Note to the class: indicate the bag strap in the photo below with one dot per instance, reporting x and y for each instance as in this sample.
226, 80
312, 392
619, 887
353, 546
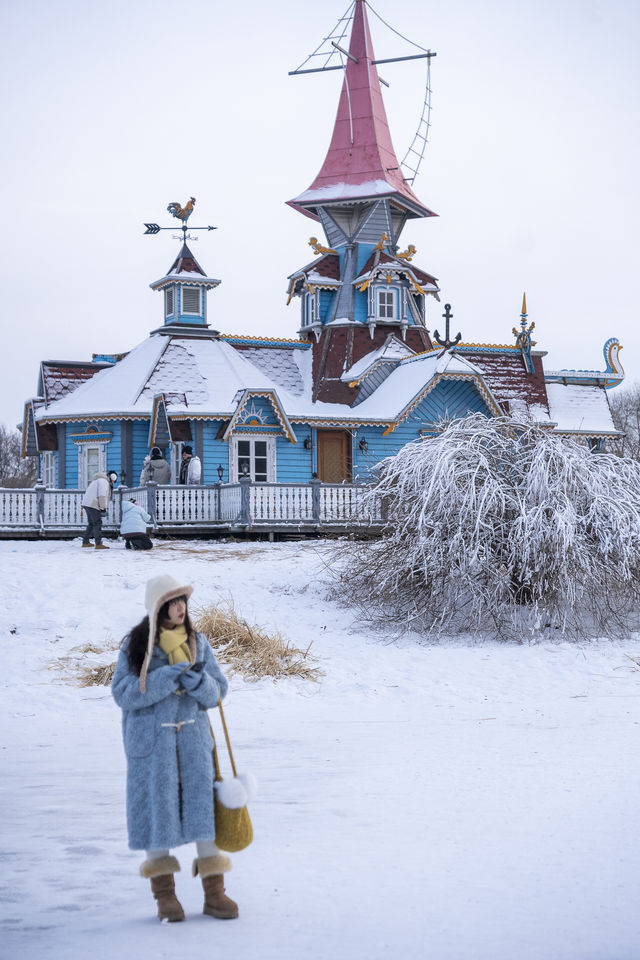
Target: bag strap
216, 762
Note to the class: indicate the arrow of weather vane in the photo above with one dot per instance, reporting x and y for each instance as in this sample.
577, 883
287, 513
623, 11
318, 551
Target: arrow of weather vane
182, 214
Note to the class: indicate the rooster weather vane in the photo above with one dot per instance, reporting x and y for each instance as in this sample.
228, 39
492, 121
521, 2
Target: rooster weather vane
182, 214
446, 343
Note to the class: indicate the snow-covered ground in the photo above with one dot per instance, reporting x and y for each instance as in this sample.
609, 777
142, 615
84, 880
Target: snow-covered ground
464, 801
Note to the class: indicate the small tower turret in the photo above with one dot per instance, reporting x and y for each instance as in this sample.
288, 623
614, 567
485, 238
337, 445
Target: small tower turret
185, 287
360, 290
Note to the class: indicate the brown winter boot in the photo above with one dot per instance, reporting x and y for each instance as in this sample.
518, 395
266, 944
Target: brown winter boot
216, 902
161, 872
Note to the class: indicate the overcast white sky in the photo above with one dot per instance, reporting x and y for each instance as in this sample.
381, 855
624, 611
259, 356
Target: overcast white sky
116, 108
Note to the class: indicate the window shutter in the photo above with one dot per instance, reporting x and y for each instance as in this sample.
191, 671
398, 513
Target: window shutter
191, 300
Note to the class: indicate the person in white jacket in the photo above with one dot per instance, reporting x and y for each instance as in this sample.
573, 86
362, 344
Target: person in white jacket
190, 468
95, 503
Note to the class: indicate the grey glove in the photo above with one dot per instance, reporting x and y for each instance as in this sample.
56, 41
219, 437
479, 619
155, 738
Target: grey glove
190, 679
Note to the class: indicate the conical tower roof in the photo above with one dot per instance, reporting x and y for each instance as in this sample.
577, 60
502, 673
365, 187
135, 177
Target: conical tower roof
185, 268
361, 162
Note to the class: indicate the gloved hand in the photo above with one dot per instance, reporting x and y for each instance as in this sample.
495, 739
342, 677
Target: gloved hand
191, 678
175, 668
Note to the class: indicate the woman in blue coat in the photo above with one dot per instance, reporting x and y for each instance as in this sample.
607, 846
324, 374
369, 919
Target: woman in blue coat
165, 679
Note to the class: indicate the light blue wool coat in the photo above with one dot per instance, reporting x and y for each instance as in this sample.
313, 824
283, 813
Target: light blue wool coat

#### [Exercise instructions]
In the records, swap "gloved hand" for "mittened hand" from the line with "Note to the class: indicate the gloved" through the end of the records. Write out only those lines and leave everything else as it is.

#### [Written solution]
Note to the class: indicate the mittened hand in the photo above with one dot per instance, reporting x and y for each instance as in this sample.
495, 739
342, 677
Target: mittened hand
191, 678
175, 668
Note to the class: indicate the woman in blue coat in the photo above with one dot per instance, reporting x and y for each instance as in this sample.
607, 846
324, 374
369, 919
Target: woman in blue coat
165, 679
Note to the class: indicate the light blue wool coat in the photo above with one dot per instance, reporting x and y for each instance as in this sample.
313, 824
283, 813
Target: light blue wool coat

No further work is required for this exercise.